**DIRECTIONS:**
Reproduce the full text below, "The Ghost That Got Away," word for word with no changes.
START TEXT SEGMENT
The Ghost That Got Away

            The pain I felt on that warm September day is truly one that I’ve never felt before. This time was different, this time it was over for good and I felt it in my soul. My soul felt empty, sad, it was missing its best friend—it was missing a limb. It’s hard to walk without your ankle, and so many times I went back and got my crutches although I was aware that Dan, my crutches, was also the cause of not being able to walk. I loved Dan with all my heart, soul, every inch of my body—but I was finally fed up with everything he put me through and it was time to walk, alone, no matter how hard the path was in front of me. It was very evident that I was tired of feeling like a ghost. Not important enough to be seen by Dan’s peers, not important enough to be a part of his life. Always feeling like no one could see me even though there was no reason for me not to be included in things. In my heart I knew that I treated Dan so well and got nothing in return that one day he would realize I am the one that got away. Or to him, perhaps, the ghost that got away.
END TEXT SEGMENT
START ENTRIES PROVIDED
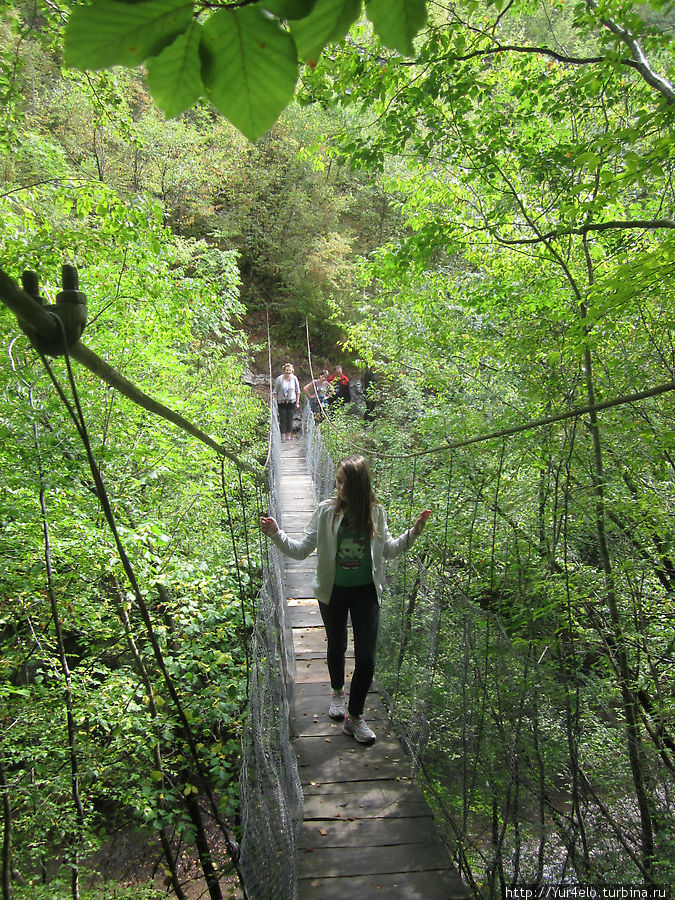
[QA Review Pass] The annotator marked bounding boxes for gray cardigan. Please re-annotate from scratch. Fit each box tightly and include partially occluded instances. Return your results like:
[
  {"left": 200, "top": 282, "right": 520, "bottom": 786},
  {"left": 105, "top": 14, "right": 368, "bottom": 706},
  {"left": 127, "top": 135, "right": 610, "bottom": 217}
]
[{"left": 270, "top": 499, "right": 417, "bottom": 604}]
END ENTRIES PROVIDED
**OUTPUT OF THE EXERCISE:**
The Ghost That Got Away

            The pain I felt on that warm September day is truly one that I’ve never felt before. This time was different, this time it was over for good and I felt it in my soul. My soul felt empty, sad, it was missing its best friend—it was missing a limb. It’s hard to walk without your ankle, and so many times I went back and got my crutches although I was aware that Dan, my crutches, was also the cause of not being able to walk. I loved Dan with all my heart, soul, every inch of my body—but I was finally fed up with everything he put me through and it was time to walk, alone, no matter how hard the path was in front of me. It was very evident that I was tired of feeling like a ghost. Not important enough to be seen by Dan’s peers, not important enough to be a part of his life. Always feeling like no one could see me even though there was no reason for me not to be included in things. In my heart I knew that I treated Dan so well and got nothing in return that one day he would realize I am the one that got away. Or to him, perhaps, the ghost that got away.